Starting at the line below that contains "Annotate each instance of the anal", print each line through the end of the records exactly as it appears.

* Begin *

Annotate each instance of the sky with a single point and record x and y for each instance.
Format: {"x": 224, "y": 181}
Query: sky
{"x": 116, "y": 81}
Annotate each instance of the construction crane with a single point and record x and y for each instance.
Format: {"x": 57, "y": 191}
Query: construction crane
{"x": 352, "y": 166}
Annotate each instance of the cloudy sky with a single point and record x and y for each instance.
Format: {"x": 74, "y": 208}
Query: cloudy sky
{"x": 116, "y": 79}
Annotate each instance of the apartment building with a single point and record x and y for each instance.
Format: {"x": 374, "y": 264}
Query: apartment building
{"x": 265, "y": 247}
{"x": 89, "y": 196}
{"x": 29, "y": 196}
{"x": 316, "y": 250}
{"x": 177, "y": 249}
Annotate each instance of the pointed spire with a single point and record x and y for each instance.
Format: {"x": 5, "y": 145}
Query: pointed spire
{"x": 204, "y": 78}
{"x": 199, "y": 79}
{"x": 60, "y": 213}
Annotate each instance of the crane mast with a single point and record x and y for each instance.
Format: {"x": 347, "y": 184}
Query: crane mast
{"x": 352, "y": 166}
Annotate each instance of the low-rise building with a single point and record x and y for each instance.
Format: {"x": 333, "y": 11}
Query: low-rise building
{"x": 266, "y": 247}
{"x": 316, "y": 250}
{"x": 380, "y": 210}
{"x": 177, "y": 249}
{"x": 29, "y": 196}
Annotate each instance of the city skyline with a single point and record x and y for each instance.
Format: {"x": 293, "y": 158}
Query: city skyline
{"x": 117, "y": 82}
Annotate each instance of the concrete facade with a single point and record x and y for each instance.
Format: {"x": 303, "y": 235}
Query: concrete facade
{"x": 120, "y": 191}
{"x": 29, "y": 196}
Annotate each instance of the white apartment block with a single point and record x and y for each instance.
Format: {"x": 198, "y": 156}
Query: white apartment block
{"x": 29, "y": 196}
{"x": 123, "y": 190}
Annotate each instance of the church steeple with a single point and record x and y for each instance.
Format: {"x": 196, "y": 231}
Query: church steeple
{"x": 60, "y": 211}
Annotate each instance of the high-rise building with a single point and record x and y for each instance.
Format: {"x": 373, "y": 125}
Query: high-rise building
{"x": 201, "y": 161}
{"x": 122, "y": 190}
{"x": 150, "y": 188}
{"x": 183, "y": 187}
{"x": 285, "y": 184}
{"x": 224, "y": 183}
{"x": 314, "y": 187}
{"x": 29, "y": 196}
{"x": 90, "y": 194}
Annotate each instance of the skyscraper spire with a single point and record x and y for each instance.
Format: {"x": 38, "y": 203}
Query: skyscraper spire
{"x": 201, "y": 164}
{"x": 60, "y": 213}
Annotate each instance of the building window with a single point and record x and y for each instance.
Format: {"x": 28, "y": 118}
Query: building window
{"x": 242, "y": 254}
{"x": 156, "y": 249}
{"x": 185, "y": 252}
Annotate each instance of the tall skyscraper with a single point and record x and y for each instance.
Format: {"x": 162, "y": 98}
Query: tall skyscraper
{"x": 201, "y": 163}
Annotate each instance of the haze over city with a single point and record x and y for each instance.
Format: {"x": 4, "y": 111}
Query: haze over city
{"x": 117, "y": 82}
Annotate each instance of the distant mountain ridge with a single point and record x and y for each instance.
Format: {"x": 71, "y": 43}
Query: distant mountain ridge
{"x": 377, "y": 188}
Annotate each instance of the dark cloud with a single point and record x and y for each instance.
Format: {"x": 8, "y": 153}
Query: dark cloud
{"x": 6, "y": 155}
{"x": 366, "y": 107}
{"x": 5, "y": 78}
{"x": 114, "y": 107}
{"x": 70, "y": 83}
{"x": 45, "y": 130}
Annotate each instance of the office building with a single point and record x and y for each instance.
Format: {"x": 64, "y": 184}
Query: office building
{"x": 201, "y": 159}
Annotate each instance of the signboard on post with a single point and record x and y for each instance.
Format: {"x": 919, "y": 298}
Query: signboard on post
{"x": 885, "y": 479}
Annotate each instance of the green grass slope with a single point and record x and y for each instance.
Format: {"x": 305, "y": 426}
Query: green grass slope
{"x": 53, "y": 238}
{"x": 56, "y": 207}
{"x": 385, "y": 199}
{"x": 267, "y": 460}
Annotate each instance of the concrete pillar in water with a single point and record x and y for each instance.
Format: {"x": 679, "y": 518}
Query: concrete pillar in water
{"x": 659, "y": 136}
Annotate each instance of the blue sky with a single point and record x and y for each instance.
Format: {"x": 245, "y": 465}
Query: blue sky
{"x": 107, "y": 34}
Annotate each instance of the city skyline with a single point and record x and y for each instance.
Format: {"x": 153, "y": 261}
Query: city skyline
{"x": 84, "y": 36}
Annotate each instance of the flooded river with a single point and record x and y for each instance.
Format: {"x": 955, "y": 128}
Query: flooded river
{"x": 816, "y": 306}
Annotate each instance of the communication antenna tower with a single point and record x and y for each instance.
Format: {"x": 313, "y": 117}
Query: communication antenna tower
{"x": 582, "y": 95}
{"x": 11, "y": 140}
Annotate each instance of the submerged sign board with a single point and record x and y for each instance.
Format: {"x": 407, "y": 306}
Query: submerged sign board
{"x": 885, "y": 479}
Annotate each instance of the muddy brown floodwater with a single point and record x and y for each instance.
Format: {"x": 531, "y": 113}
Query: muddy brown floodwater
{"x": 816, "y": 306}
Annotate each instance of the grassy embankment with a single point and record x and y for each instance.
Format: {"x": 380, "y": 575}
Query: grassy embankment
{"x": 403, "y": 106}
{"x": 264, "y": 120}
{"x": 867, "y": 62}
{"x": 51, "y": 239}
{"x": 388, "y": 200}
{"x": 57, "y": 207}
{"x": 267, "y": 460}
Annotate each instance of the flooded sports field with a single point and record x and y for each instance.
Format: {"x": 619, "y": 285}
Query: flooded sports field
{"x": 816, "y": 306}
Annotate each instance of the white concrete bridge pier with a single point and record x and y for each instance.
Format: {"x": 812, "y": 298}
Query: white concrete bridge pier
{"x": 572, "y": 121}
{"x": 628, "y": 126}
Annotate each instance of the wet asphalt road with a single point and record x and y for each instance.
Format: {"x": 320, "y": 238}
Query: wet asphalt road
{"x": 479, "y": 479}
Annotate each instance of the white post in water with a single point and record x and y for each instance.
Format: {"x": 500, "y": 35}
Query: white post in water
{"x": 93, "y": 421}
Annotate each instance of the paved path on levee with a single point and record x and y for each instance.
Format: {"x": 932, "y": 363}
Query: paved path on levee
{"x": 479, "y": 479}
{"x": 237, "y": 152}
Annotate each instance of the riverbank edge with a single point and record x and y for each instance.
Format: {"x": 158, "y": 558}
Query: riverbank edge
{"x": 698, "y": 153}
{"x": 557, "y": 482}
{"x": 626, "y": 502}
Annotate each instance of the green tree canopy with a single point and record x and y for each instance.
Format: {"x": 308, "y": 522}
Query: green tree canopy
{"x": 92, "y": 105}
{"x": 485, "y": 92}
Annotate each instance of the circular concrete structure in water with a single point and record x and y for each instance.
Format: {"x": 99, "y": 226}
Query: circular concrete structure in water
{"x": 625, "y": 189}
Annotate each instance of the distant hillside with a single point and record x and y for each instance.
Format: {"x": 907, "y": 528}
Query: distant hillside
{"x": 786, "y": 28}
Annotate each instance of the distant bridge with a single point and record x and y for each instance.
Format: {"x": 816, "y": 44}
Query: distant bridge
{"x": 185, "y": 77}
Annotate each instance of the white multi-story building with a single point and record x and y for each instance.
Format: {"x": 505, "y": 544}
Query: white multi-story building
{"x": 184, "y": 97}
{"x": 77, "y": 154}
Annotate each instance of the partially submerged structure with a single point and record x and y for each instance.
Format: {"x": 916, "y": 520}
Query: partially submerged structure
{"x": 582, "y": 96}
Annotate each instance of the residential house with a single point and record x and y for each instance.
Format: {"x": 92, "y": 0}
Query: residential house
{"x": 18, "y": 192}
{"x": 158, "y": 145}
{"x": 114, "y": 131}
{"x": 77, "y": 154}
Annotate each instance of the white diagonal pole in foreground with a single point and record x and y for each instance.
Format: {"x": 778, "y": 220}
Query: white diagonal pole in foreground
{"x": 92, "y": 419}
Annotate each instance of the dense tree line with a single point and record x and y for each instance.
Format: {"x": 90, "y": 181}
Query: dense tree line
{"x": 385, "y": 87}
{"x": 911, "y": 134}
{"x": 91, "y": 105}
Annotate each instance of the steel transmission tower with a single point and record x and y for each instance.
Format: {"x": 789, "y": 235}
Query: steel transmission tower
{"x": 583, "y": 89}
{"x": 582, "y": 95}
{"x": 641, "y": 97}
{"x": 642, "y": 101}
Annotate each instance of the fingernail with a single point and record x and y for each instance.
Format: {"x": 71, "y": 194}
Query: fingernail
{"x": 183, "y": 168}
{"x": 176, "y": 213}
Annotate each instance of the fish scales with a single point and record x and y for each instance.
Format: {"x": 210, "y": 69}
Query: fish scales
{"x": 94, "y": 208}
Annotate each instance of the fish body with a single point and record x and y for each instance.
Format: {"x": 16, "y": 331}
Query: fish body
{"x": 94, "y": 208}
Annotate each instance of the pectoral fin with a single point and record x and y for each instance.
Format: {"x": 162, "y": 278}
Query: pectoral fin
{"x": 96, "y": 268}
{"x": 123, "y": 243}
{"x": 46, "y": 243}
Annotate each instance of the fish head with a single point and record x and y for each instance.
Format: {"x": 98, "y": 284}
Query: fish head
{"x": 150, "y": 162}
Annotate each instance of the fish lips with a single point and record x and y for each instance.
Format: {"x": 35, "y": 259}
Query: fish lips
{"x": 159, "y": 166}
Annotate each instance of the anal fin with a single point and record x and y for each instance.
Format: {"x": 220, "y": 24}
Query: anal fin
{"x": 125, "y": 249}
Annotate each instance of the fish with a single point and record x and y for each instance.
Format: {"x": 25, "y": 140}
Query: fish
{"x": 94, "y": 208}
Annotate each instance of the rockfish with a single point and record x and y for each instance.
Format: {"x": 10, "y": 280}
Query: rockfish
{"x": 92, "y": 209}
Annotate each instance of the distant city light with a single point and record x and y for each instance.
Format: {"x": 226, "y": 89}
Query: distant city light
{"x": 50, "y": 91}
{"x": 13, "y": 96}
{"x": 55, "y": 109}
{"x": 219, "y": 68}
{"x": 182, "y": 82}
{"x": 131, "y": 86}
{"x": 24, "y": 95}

* End *

### RESPONSE TO THIS TASK
Annotate each instance of the anal fin with a single point and record x and y for each instance.
Format: {"x": 220, "y": 24}
Query: anal fin
{"x": 125, "y": 249}
Annotate each instance of the fish with a single point and record x and y for each instance.
Format: {"x": 25, "y": 140}
Query: fish
{"x": 94, "y": 208}
Annotate each instance of the rockfish with a single point and record x and y for each instance.
Format: {"x": 10, "y": 280}
Query: rockfish
{"x": 92, "y": 209}
Annotate each instance of the distant city light with a single point and record x and y for each instance.
Format: {"x": 226, "y": 89}
Query: distant city light
{"x": 50, "y": 91}
{"x": 13, "y": 96}
{"x": 55, "y": 109}
{"x": 219, "y": 68}
{"x": 182, "y": 82}
{"x": 131, "y": 86}
{"x": 24, "y": 95}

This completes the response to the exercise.